▶ _Directives_
**A)** In the passage on logic delay and frequency estimates, how long can one round of physical design take for complex high-performance processors?
**B)** Translate this sentence from the passage on logic delay and frequency estimates into Spanish: "On one hand, conducting physical design work also takes a certain amount of time."
**C)** Carry on the passage on logic delay and frequency estimates, starting right after its last sentence.

▶ _Source extract_
***

Then, is the frequency information obtained currently completely meaningless? Not at all. On one hand, conducting physical design work also takes a certain amount of time. For complex high-performance processors, it may even take several days to complete one round of physical design. Obviously, in order to obtain more accurate delay and frequency information, the design team needs to invest more time, which will affect the efficiency of project iterations. On the other hand, although logic delay cannot represent the final delay information, it has already given the upper limit of the frequency. At the same time, it can also reflect some problems in the RTL logic design stage, such as overly complex circuit logic. This information is sufficient to help RTL designers conduct a preliminary evaluation of the RTL design, thereby enabling rapid iterative optimization. We will further introduce optimization methods in B Stage.

***

▶ _Data shown_
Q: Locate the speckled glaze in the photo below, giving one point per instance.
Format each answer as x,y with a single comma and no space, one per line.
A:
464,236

***

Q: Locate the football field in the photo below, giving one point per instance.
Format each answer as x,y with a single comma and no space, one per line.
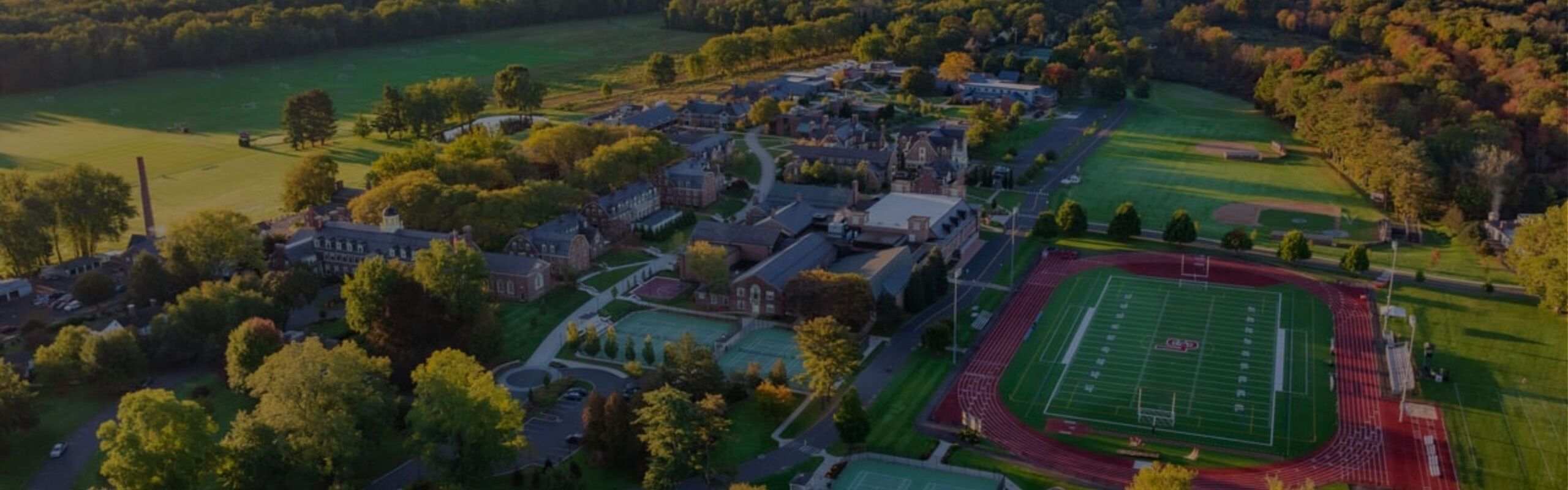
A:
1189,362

***

▶ _Answers below_
**A)** It may take several days.

**B)** Por un lado, llevar a cabo el trabajo de diseño físico también requiere cierta cantidad de tiempo.

**C)**
In particular, for a processor, frequency is not the sole factor in measuring its performance. Another way to understand frequency is the number of cycles it operates per second, but not every cycle necessarily involves "substantial work." The fundamental task of a processor is to execute programs; therefore, for a processor, performance should be interpreted as "the efficiency of program execution." More specifically, a processor executes instructions within a program. If a processor has a high frequency but takes a long time to execute a single instruction, it cannot be considered an excellent processor overall. Thus, another metric is needed to measure the efficiency with which a processor executes instructions. A commonly used metric for this is IPC (Instructions Per Cycle), which quantifies the average number of instructions a processor executes per cycle. We will further discuss methods for measuring and optimizing IPC in B Stage.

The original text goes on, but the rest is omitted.